Les « brouteurs » ont désormais une place dans le dictionnaire français. Depuis une vingtaine d’années, ils ont mis en place un véritable système d’escroqueries en ligne.
« Escroc qui piège ses victimes sur Internet ». L’édition 2023 du Petit Robert met à l’honneur le « brouteur ». Pour les spécialistes du web, le concept est connu depuis de nombreuses années. Et si la presse attribue l’origine du terme à la série ivoirienne « Brouteur.com », diffusée depuis près de dix ans sur TV5 Monde, il date en réalité du début des années 2000. Le « brouteur » qui agit sur internet aurait ainsi été désigné « en référence au mouton, qui se nourrit sans effort », indiquait déjà Le Figaro en 2013. Déjà à l’époque, le business était florissant : les « brouteurs », en 2010, avaient réussi à empocher plus de 20 millions d’euros.
Nés en Côte d’Ivoire, les « brouteurs » ont donné du fil à retordre aux autorités locales. Le ministère ivoirien de l’Intérieur a, en 2011, voulu mettre un terme à cet pratique en créant une cellule spéciale de lutte contre la cybercriminalité. Mais sans réels résultats. Si bien que la pratique s’est étendue au reste de l’Afrique, et notamment au Nigeria, nouveau berceau du « broutage ».
Même Interpol s’inquiète de cette pratique. Il faut dire que les rapports montrent une prolifération de l’arnaque en ligne. En 2012, l’Observatoire national de la délinquance et des réponses pénales (ONDRP) indiquait dans un rapport que « l’Afrique noire (…) développe une véritable culture de l’escroquerie en ligne ». Mais les « brouteurs », à la différence des autres cyberarnaqueurs, utilisent une particularité pour arriver à leurs fin : l’empathie. Et pour certains, c’est l’amour qui leur rapporte des centaines, voire des milliers, d’euros. Des « arnaques sentimentales » qui sont de plus en plus nombreuses.

━━━

Série d'exercices
• A. D'après le texte sur les brouteurs, en quelle année le ministère ivoirien de l'Intérieur a-t-il créé une cellule spéciale contre la cybercriminalité ?
• B. Reprenez le texte sur les brouteurs là où il s'arrête et écrivez la suite.
Les lignes n'ont aucun lien avec le texte sur les brouteurs.

Ensemble de lignes
━━━

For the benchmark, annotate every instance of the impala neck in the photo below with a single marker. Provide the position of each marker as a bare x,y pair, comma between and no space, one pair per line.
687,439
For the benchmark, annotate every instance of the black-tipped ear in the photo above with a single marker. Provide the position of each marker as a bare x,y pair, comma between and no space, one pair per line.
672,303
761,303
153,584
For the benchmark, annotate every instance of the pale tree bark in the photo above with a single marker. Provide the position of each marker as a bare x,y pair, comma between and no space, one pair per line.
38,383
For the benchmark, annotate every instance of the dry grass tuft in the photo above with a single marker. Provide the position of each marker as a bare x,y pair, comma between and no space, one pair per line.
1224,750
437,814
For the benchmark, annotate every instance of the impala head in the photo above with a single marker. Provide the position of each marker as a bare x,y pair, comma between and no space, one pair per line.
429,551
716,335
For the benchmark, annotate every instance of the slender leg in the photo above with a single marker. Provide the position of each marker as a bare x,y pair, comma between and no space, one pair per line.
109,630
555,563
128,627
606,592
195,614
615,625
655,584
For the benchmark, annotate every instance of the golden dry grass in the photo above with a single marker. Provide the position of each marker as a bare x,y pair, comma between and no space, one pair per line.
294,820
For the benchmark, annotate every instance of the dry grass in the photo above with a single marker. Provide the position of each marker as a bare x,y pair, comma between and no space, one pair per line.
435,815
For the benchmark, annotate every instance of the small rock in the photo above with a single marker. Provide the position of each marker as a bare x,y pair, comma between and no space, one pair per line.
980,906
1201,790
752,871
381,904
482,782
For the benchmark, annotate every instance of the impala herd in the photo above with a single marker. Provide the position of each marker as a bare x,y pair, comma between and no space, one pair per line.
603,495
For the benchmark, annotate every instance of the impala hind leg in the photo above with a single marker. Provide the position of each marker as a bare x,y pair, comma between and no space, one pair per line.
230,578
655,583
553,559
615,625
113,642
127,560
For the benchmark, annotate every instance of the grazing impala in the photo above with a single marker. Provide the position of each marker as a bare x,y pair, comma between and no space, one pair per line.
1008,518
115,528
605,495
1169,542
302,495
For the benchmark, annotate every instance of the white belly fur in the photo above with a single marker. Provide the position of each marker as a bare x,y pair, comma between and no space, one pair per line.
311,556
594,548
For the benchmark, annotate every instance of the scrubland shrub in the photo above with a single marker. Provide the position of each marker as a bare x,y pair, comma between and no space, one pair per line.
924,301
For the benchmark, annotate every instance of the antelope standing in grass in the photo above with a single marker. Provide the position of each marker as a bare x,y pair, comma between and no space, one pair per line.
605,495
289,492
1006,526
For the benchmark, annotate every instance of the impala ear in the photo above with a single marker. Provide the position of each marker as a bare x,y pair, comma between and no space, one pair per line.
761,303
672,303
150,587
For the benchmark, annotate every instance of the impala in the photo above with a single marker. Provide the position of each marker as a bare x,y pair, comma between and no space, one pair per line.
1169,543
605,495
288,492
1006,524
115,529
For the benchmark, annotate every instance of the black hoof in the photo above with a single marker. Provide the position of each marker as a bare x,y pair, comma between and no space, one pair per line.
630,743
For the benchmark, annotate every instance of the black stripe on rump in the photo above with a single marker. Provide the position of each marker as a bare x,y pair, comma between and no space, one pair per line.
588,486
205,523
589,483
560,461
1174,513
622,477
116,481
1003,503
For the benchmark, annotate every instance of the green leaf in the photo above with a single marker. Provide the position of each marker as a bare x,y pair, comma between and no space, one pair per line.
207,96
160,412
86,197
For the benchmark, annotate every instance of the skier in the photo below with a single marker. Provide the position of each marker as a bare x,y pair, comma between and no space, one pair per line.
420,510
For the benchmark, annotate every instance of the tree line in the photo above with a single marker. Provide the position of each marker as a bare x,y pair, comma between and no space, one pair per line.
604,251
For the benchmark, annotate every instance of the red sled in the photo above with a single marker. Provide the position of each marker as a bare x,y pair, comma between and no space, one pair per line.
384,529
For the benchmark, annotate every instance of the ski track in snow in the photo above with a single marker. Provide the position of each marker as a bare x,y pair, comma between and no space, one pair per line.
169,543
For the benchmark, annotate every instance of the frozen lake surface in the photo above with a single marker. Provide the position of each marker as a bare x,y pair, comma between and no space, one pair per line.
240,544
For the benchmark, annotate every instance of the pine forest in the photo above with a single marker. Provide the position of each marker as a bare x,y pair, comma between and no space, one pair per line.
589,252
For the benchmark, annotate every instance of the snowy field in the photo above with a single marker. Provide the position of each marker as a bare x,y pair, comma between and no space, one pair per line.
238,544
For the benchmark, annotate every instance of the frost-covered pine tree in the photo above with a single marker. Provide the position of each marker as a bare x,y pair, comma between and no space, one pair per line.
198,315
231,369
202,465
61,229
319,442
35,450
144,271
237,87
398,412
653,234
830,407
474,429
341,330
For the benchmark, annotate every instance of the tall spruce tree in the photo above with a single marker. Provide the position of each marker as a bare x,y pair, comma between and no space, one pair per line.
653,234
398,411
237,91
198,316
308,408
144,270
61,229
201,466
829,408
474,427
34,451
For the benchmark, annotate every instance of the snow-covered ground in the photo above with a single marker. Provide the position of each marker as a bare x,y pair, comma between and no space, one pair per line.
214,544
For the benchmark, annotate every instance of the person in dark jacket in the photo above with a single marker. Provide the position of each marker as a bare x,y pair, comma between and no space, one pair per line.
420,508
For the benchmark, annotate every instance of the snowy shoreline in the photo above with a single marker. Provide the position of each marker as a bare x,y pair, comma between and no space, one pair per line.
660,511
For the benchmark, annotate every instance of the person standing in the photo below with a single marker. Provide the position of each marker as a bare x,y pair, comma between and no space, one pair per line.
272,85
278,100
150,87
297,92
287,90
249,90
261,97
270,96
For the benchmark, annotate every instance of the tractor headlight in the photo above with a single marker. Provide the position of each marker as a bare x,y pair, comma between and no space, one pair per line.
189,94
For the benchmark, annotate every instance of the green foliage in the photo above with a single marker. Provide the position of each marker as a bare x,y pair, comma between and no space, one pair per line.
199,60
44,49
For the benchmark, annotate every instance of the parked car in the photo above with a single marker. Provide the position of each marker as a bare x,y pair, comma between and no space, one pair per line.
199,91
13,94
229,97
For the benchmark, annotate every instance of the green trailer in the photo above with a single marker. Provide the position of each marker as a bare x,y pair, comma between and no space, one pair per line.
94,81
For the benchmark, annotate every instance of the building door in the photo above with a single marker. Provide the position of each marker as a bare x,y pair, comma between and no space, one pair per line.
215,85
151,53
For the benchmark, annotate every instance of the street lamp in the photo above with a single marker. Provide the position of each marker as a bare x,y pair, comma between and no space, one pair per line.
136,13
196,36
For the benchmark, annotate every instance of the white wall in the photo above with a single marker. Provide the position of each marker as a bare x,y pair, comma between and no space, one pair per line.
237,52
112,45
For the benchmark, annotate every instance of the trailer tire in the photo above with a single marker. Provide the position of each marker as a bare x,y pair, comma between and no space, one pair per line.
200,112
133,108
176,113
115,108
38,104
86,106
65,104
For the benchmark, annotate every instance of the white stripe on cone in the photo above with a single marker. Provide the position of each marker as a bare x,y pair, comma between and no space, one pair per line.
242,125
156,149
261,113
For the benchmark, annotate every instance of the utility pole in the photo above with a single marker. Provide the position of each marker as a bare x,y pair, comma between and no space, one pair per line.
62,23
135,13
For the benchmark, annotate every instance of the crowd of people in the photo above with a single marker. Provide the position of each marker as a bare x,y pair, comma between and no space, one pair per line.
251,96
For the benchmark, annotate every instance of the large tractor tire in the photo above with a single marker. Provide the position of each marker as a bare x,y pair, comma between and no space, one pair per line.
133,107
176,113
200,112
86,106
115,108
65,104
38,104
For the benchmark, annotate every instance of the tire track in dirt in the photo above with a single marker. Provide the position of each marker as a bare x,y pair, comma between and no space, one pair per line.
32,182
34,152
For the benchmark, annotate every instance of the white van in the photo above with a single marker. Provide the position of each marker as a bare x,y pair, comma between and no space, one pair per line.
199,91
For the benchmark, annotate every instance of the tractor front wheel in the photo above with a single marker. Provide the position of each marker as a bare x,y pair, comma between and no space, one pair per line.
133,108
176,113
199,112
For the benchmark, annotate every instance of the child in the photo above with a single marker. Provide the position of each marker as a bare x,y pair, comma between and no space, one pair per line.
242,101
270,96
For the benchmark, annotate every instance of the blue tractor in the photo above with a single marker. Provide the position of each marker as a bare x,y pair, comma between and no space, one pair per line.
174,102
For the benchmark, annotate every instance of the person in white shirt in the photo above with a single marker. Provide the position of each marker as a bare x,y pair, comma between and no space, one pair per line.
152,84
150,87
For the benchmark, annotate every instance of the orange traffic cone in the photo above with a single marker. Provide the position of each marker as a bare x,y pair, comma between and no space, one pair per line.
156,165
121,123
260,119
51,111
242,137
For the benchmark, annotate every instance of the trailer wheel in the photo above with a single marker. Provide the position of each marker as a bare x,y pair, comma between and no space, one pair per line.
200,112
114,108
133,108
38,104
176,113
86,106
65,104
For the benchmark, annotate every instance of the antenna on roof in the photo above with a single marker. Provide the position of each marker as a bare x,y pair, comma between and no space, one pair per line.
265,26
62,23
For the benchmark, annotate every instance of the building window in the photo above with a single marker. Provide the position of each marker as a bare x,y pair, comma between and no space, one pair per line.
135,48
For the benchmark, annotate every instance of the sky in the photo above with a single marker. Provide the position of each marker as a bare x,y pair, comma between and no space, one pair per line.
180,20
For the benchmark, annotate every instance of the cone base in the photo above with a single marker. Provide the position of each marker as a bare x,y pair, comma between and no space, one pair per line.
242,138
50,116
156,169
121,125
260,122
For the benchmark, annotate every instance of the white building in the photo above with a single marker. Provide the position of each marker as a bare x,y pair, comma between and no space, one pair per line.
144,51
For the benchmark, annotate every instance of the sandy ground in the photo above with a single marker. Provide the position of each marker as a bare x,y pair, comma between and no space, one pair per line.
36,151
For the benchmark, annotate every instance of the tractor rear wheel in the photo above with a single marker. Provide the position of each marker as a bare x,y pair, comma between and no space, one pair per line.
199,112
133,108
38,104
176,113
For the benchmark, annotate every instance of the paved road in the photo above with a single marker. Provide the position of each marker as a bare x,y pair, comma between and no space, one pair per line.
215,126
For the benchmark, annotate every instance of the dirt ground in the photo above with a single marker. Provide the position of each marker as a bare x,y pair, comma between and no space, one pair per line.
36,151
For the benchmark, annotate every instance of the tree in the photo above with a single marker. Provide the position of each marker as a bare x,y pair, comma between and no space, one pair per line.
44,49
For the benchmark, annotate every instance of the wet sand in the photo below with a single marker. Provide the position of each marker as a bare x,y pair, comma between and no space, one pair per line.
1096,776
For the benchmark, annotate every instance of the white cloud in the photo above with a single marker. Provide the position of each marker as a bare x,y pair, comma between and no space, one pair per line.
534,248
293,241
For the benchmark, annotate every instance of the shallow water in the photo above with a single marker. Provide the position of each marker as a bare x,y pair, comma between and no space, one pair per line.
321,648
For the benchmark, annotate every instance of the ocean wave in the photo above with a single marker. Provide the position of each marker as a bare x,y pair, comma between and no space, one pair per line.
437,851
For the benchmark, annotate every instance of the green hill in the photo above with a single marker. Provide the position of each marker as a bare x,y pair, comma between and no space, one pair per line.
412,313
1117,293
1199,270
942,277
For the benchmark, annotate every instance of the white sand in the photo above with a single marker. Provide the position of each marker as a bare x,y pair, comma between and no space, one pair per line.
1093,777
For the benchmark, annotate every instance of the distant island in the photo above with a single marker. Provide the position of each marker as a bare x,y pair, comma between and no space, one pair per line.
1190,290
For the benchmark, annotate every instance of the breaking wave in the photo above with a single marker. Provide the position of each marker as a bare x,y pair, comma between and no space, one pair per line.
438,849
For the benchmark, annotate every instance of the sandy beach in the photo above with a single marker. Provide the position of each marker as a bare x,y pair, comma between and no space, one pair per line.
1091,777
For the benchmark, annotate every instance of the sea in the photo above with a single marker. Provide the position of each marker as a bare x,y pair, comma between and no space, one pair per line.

━━━

Corrigé des exercices
• A. En 2011.

• B.
Plaintes sans suite
« Pour susciter l’empathie et l’adhésion, les cyberescrocs mobilisent aussi une pathologie présente dans le quotidien des populations du Nord : le thème du cancer révèle pourtant une des failles de l’intrigue. Par moments, les brouteurs perdent la maîtrise du jeu de miroir et ne donnent plus à voir des moribondes françaises, mais des malades africaines, aux prises avec des difficultés de soins. Sous les maillages bien rodés de l’escroquerie, surgissent de véritables récits de soi et des siens », résume Nahema Hanafi, maîtresse de conférences en histoire moderne et contemporaine à l’université d’Angers.
L’une des caractéristiques du « broutage », c’est également sa capacité à s’adapter aux évolutions techniques. Autrefois, c’est par e-mail que se déroulaient les arnaques. Puis Facebook et Messenger sont devenus les terrains de jeu des « brouteurs ». Les canaux habituels ont ensuite évolué : Twitter ou encore Snapchat, des plateformes devenues populaires, ont donc été investies par les « brouteurs » qui sont donc désormais partout.
Et surtout, ils passent bien souvent entre les mailles du filet. En France, une majorité de plaintes restent en effet sans suite, malgré le travail d’associations qui tentent de faire de la prévention. Quant au profil des victimes, il est souvent le même : des personnes célibataires ou divorcées, dont l’âge approche de la soixantaine, qui sont généralement flattées d’être approchées par de jeunes femmes et hommes en quête d’amour.